Assigned task:
Could you set down exactly the lines in the records below between the line holding "Exercise. Mark the pedestrian walking away" and the line holding "Exercise. Mark the dense", inclusive?

Referring expression data
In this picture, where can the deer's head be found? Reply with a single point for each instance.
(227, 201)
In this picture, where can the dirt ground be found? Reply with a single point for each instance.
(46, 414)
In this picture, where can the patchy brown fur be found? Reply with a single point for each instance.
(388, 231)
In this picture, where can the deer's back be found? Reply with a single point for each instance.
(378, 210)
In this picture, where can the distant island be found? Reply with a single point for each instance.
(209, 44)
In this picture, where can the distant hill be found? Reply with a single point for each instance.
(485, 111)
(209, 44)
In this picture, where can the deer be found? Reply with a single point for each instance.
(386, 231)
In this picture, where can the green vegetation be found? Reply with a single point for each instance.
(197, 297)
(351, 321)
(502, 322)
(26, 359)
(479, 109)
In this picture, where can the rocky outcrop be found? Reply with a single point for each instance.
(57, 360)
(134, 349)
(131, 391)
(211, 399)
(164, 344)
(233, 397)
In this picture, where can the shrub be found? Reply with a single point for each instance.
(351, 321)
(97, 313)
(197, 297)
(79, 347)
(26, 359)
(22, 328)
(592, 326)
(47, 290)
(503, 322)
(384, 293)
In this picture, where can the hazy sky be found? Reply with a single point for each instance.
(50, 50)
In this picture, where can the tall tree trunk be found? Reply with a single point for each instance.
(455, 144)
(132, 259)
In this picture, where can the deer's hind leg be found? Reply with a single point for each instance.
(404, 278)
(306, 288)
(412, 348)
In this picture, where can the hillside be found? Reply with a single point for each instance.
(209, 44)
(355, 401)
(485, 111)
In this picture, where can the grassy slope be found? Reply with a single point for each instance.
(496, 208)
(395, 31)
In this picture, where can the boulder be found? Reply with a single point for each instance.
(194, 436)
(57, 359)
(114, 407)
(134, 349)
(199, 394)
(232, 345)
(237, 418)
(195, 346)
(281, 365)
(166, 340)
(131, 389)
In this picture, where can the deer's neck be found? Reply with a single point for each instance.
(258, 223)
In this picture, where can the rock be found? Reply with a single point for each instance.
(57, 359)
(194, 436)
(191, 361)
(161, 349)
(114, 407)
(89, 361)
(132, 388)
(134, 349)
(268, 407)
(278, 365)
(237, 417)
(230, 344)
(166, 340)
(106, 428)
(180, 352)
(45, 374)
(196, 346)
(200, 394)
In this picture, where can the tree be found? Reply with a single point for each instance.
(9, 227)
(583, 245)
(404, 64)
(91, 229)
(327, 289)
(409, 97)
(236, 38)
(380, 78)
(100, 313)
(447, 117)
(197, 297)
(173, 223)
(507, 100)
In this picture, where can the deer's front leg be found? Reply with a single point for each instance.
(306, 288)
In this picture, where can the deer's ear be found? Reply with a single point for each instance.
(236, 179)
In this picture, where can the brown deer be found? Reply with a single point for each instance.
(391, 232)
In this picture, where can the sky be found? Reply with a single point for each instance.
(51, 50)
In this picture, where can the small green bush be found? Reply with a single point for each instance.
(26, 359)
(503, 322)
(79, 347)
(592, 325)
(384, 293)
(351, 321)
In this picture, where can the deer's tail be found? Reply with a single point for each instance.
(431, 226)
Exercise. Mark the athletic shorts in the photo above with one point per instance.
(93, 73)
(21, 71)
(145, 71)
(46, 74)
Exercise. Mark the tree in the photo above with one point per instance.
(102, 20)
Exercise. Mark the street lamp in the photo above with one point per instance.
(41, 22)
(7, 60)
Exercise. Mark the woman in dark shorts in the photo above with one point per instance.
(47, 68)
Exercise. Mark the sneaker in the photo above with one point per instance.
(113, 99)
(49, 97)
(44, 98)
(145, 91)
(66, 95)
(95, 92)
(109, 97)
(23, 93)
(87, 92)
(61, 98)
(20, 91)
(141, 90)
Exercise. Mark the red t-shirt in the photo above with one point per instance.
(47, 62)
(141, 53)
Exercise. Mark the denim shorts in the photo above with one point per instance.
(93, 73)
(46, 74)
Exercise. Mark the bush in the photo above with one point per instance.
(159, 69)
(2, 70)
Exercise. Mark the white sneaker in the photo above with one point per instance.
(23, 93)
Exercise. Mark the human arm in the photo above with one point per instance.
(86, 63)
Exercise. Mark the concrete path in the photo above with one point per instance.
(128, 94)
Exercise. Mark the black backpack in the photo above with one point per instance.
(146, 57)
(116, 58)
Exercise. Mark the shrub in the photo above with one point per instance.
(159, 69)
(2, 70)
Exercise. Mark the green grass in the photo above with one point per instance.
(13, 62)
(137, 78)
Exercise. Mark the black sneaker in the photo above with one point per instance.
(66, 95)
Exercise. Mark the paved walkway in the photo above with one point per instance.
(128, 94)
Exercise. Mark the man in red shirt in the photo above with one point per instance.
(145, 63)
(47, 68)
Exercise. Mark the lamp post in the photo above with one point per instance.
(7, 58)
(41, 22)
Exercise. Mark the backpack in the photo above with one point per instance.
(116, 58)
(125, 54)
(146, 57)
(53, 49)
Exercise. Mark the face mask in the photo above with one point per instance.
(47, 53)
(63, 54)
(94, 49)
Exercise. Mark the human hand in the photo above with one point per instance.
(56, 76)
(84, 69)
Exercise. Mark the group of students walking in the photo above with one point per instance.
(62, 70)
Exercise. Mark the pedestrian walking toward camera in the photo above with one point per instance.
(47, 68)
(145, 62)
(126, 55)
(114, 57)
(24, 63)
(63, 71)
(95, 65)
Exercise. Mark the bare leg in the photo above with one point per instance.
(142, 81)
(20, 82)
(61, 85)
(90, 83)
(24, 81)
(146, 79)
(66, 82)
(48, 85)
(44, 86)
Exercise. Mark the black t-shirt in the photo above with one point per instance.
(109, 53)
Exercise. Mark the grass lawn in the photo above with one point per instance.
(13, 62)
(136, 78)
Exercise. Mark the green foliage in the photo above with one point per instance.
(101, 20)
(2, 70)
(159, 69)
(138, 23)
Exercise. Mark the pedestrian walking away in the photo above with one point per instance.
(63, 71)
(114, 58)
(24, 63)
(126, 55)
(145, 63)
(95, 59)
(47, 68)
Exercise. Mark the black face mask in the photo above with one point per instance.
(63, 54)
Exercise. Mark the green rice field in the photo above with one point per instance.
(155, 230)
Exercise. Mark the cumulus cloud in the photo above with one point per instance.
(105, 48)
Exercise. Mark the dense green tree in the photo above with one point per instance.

* * *

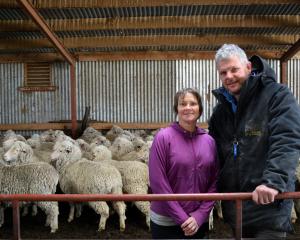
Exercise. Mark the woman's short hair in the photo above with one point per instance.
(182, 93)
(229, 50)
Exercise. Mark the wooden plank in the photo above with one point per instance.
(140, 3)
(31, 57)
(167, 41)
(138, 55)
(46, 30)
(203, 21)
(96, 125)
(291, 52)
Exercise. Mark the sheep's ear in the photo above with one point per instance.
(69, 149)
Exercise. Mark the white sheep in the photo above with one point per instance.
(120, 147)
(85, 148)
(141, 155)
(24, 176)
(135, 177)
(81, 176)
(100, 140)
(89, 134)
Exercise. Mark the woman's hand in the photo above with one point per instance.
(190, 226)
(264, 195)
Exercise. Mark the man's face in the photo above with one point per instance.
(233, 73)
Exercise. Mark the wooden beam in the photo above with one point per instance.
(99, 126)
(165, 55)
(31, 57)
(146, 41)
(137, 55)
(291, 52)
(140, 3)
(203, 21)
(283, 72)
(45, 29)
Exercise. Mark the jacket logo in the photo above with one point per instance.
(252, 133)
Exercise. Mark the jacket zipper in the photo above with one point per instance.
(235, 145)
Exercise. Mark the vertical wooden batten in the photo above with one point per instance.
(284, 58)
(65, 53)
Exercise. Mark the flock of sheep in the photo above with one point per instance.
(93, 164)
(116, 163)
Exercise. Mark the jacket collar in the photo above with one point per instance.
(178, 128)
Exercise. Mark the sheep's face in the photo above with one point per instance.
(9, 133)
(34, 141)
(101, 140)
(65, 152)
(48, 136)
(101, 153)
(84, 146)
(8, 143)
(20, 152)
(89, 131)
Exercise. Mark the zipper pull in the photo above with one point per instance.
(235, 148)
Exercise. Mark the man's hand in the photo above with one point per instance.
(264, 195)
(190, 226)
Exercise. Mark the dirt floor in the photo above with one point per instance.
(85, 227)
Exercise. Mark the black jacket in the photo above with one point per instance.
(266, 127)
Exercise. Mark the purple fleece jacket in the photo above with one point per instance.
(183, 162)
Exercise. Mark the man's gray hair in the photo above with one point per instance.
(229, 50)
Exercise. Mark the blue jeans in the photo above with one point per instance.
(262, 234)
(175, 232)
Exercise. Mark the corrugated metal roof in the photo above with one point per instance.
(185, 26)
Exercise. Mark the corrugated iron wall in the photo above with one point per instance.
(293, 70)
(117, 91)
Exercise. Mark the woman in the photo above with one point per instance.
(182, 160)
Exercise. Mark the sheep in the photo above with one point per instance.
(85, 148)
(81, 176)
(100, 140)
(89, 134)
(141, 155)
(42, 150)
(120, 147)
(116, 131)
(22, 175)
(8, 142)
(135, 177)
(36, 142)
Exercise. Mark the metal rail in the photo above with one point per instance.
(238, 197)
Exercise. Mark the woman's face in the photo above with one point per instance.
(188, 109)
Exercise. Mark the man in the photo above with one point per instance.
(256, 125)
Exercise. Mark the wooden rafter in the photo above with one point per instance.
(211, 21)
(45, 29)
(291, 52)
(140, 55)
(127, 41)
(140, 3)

Solution below:
Exercise. Mark the pedestrian walking away in the photo above with one point per instance.
(63, 71)
(114, 58)
(24, 63)
(126, 55)
(145, 63)
(95, 59)
(47, 68)
Exercise. Mark the black face mask in the photo above with one point per instance.
(63, 54)
Exercise. Mark the green rice field in the photo above with one point per instance.
(155, 230)
Exercise. Mark the cumulus cloud in the photo above with one point per instance.
(105, 48)
Exercise. Mark the dense green tree in the photo above with one point per instance.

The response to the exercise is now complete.